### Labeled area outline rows
⁂

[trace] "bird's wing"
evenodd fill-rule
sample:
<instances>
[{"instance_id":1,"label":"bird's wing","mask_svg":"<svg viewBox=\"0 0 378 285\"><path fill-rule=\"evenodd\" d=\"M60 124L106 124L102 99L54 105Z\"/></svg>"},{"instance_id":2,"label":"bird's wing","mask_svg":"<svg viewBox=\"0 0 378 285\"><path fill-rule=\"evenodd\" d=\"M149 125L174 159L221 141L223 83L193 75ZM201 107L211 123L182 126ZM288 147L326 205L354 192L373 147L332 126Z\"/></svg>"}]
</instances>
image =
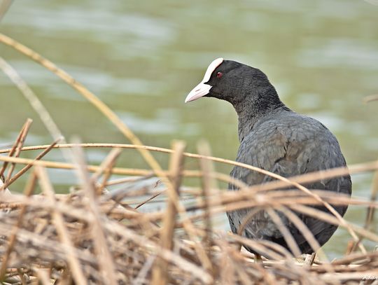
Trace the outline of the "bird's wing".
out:
<instances>
[{"instance_id":1,"label":"bird's wing","mask_svg":"<svg viewBox=\"0 0 378 285\"><path fill-rule=\"evenodd\" d=\"M316 123L314 124L314 122ZM326 127L315 120L289 120L288 122L282 120L279 123L276 120L265 122L241 142L237 161L269 170L284 177L345 165L337 141ZM239 167L232 169L231 176L248 185L274 180L270 176ZM349 191L349 193L351 189L350 178L348 179L348 177L323 179L305 186L311 189L344 193ZM230 188L237 190L232 185L230 186ZM343 207L337 211L344 214L345 209L346 207ZM245 215L248 209L241 211L243 213L239 211L230 214L240 217ZM246 230L250 232L251 237L281 237L281 232L264 214L261 214L260 217L257 215L253 225L250 225ZM298 232L284 215L279 216L292 233ZM324 222L303 215L298 216L314 235L323 230ZM246 235L248 235L248 233ZM301 235L296 235L296 238L299 239L297 242L304 242L302 240Z\"/></svg>"}]
</instances>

⁂

Switch "outline" to "contour" throughout the rows above and write them out again with nothing else changed. Leave the pictures out of your answer.

[trace] "bird's wing"
evenodd fill-rule
sample:
<instances>
[{"instance_id":1,"label":"bird's wing","mask_svg":"<svg viewBox=\"0 0 378 285\"><path fill-rule=\"evenodd\" d=\"M60 124L106 124L102 99L54 105Z\"/></svg>"},{"instance_id":2,"label":"bird's wing","mask_svg":"<svg viewBox=\"0 0 378 285\"><path fill-rule=\"evenodd\" d=\"M149 125L174 159L221 141L223 83L193 75ZM201 107L211 123L182 126ZM288 147L326 205L354 192L373 147L332 126Z\"/></svg>"}]
</instances>
image =
Trace the contour of the "bird's wing".
out:
<instances>
[{"instance_id":1,"label":"bird's wing","mask_svg":"<svg viewBox=\"0 0 378 285\"><path fill-rule=\"evenodd\" d=\"M316 123L314 124L314 122ZM326 127L315 120L289 120L288 122L282 120L279 123L276 120L265 122L241 142L237 161L269 170L284 177L345 165L337 141ZM239 167L232 169L231 176L248 185L274 180L270 176ZM349 191L349 193L351 189L350 178L348 179L348 177L323 179L305 186L311 189L344 193ZM230 188L237 190L232 185L230 186ZM343 207L337 211L344 214L345 209L346 207ZM245 215L248 209L241 211L243 213L239 211L230 214L240 217ZM246 230L250 232L251 237L281 237L281 232L264 214L261 214L260 217L257 215L253 225L250 225ZM298 232L284 215L279 216L292 233ZM324 222L303 215L298 216L314 235L323 230ZM246 235L248 235L248 233ZM301 235L296 235L296 238L299 239L297 242L304 242L302 240Z\"/></svg>"}]
</instances>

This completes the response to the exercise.